**Description of the task**
Set down all of the records below exactly, please, omitting the images.

[Collection entries]
*** Begin section ***

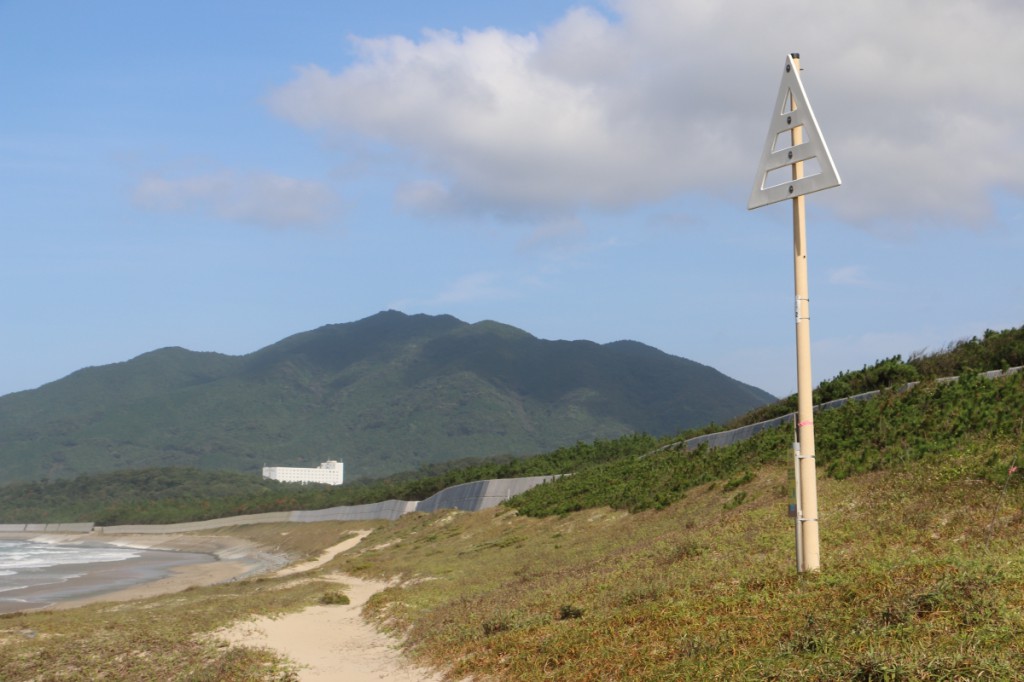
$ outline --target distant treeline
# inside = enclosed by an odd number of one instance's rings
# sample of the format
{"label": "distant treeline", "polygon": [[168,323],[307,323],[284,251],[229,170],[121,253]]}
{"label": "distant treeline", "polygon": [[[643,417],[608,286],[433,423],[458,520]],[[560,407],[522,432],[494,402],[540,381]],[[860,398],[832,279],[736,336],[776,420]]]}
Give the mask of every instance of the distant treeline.
{"label": "distant treeline", "polygon": [[640,454],[661,442],[635,434],[577,443],[533,457],[433,464],[408,474],[342,486],[281,483],[252,474],[189,468],[85,474],[0,487],[0,523],[181,523],[383,500],[423,500],[460,483],[574,471],[585,464]]}

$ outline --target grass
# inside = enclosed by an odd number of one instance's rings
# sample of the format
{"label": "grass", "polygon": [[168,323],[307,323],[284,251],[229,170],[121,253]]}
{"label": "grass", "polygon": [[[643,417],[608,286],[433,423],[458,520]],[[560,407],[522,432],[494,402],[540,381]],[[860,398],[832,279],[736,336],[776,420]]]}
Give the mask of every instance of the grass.
{"label": "grass", "polygon": [[251,580],[129,605],[0,616],[3,680],[294,680],[269,651],[211,633],[254,614],[315,603],[324,581]]}
{"label": "grass", "polygon": [[[773,461],[661,509],[411,514],[319,570],[394,580],[364,613],[451,679],[1020,679],[1020,447],[968,435],[821,478],[816,575],[795,572],[788,466]],[[355,527],[231,532],[312,556]],[[0,679],[295,679],[212,633],[337,590],[317,575],[3,617]]]}
{"label": "grass", "polygon": [[970,474],[1015,448],[966,440],[823,479],[819,575],[795,574],[777,465],[742,484],[741,505],[707,485],[636,514],[420,516],[338,565],[406,579],[370,614],[456,678],[1015,679],[1024,486]]}

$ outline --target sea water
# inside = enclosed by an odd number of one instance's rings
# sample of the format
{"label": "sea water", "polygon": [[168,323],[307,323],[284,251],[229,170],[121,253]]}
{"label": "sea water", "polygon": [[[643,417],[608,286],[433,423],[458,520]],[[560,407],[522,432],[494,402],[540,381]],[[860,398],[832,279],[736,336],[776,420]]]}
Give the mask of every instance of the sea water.
{"label": "sea water", "polygon": [[211,559],[113,545],[0,539],[0,613],[154,580],[173,566]]}

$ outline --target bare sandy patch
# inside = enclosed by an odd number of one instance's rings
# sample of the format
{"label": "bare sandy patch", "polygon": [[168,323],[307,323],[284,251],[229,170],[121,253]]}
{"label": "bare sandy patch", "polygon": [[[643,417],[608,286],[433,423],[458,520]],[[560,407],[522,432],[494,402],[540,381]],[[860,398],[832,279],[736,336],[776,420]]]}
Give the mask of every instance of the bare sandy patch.
{"label": "bare sandy patch", "polygon": [[333,547],[325,549],[319,557],[312,561],[303,561],[302,563],[292,564],[291,566],[285,566],[274,575],[285,576],[294,575],[296,573],[302,573],[303,571],[312,571],[314,568],[320,568],[328,561],[338,556],[342,552],[348,551],[363,541],[367,535],[372,533],[370,530],[358,530],[356,531],[355,537],[351,537],[347,540],[342,540]]}
{"label": "bare sandy patch", "polygon": [[[279,570],[286,576],[310,571],[358,545],[371,531],[357,531],[325,550],[314,561]],[[387,583],[333,574],[321,578],[341,583],[349,598],[346,605],[311,606],[299,613],[259,617],[237,623],[217,633],[231,644],[267,647],[302,666],[303,682],[441,682],[440,673],[412,665],[398,642],[363,620],[366,601]]]}
{"label": "bare sandy patch", "polygon": [[441,682],[440,673],[413,666],[391,637],[363,620],[366,600],[387,583],[339,576],[348,605],[311,606],[300,613],[238,623],[218,636],[231,644],[267,647],[302,666],[303,682]]}

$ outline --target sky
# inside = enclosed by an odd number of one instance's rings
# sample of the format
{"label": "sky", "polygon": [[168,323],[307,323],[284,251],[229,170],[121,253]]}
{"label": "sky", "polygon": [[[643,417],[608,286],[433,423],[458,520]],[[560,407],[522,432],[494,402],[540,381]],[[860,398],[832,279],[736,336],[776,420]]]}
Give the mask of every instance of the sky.
{"label": "sky", "polygon": [[1024,324],[1017,0],[0,0],[0,394],[382,310],[640,341],[796,390]]}

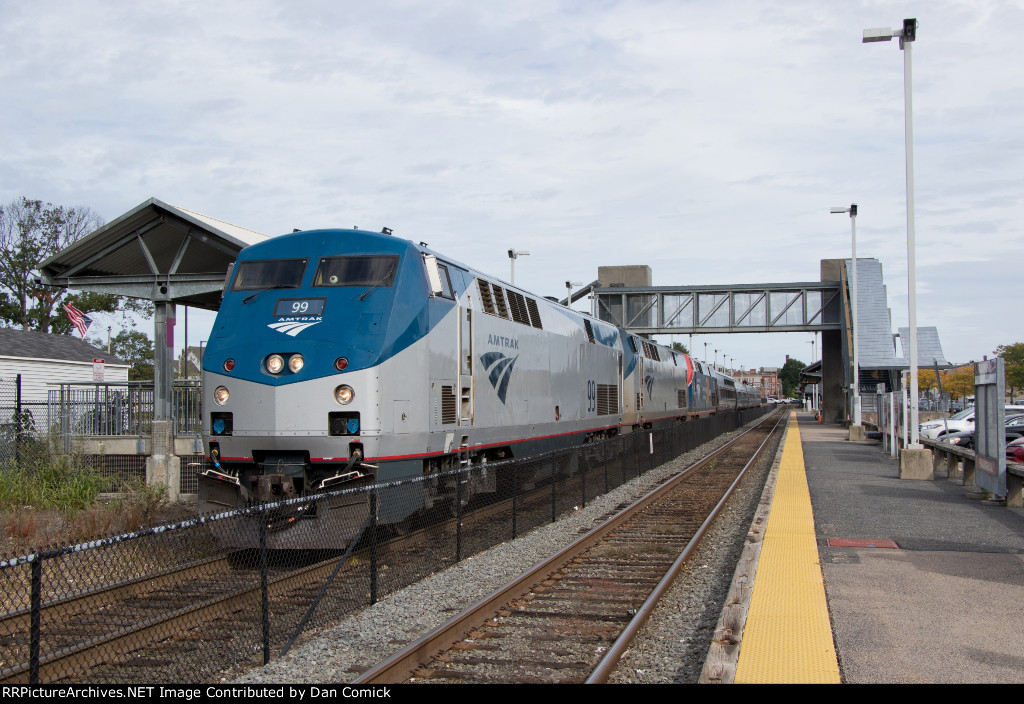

*** End section ***

**Response for this exercise**
$ outline --target distant treeline
# inside = enclosed by an odd number of one instance's rings
# sample of the format
{"label": "distant treeline", "polygon": [[168,323],[307,323],[284,251],[229,170],[121,253]]}
{"label": "distant treeline", "polygon": [[[643,417],[608,286],[433,423],[458,520]],[[560,407],[522,432],[494,402],[540,381]],[[860,398],[832,279],[736,336],[776,420]]]}
Give the mask of every instance of the distant treeline.
{"label": "distant treeline", "polygon": [[640,454],[661,442],[635,434],[577,443],[533,457],[433,464],[408,474],[342,486],[281,483],[252,474],[189,468],[85,474],[0,487],[0,523],[181,523],[383,500],[423,500],[460,483],[574,471],[585,464]]}

$ outline --target grass
# inside = enclosed by an odd number of one instance's rings
# sample of the format
{"label": "grass", "polygon": [[168,323],[307,323],[284,251],[229,170],[121,253]]}
{"label": "grass", "polygon": [[[643,417],[608,286],[433,423],[458,520]],[[560,407],[522,432],[494,402],[540,381]],[[860,398],[832,279],[736,336],[776,420]]]}
Give the mask of every instance of the grass.
{"label": "grass", "polygon": [[251,580],[129,605],[0,616],[3,680],[294,680],[269,651],[211,633],[254,614],[315,603],[324,581]]}
{"label": "grass", "polygon": [[[773,461],[661,509],[411,514],[319,570],[394,580],[364,613],[451,679],[1020,679],[1020,447],[968,435],[821,478],[816,575],[795,572],[788,466]],[[355,527],[231,532],[312,556]],[[0,679],[295,679],[212,633],[337,590],[317,575],[3,617]]]}
{"label": "grass", "polygon": [[970,474],[1015,448],[966,440],[823,479],[819,575],[795,574],[777,465],[742,484],[741,505],[707,485],[636,514],[420,516],[338,565],[406,579],[370,614],[456,678],[1015,679],[1024,486]]}

$ outline --target sea water
# inside = enclosed by an odd number of one instance's rings
# sample of the format
{"label": "sea water", "polygon": [[168,323],[307,323],[284,251],[229,170],[121,253]]}
{"label": "sea water", "polygon": [[[643,417],[608,286],[433,423],[458,520]],[[560,407],[522,432],[494,402],[540,381]],[[860,398],[832,279],[736,336],[776,420]]]}
Give the mask of every instance of the sea water.
{"label": "sea water", "polygon": [[211,559],[113,545],[0,539],[0,613],[154,580],[173,566]]}

$ outline --target bare sandy patch
# inside = enclosed by an odd number of one instance's rings
# sample of the format
{"label": "bare sandy patch", "polygon": [[168,323],[307,323],[284,251],[229,170],[121,253]]}
{"label": "bare sandy patch", "polygon": [[[643,417],[608,286],[433,423],[458,520]],[[560,407],[522,432],[494,402],[540,381]],[[860,398],[832,279],[736,336],[776,420]]]}
Give the mask of every instance of the bare sandy patch.
{"label": "bare sandy patch", "polygon": [[333,547],[325,549],[319,557],[312,561],[303,561],[302,563],[292,564],[291,566],[285,566],[274,575],[285,576],[294,575],[296,573],[302,573],[303,571],[312,571],[314,568],[320,568],[328,561],[338,556],[342,552],[348,551],[363,541],[367,535],[372,533],[370,530],[358,530],[356,531],[355,537],[351,537],[347,540],[342,540]]}
{"label": "bare sandy patch", "polygon": [[[279,570],[286,576],[310,571],[358,545],[371,531],[357,531],[325,550],[314,561]],[[387,583],[333,574],[321,578],[341,583],[349,598],[346,605],[311,606],[299,613],[259,617],[237,623],[217,633],[231,644],[267,647],[302,666],[303,682],[441,682],[440,673],[412,665],[398,642],[363,620],[366,601]]]}
{"label": "bare sandy patch", "polygon": [[441,682],[440,673],[413,666],[391,637],[363,620],[366,600],[387,583],[339,576],[348,605],[311,606],[300,613],[238,623],[218,636],[231,644],[267,647],[302,666],[303,682]]}

$ outline --target sky
# inside = enclosed by an odd number of one instance's rings
# sample of the format
{"label": "sky", "polygon": [[168,323],[307,323],[284,251],[229,170],[121,253]]}
{"label": "sky", "polygon": [[[643,417],[608,286],[433,423],[458,520]],[[560,407],[522,432],[494,402],[540,381]],[[860,398],[832,279],[736,336],[776,420]]]}
Give the mask of every instance of the sky.
{"label": "sky", "polygon": [[1024,324],[1017,0],[0,0],[0,394],[382,310],[640,341],[796,390]]}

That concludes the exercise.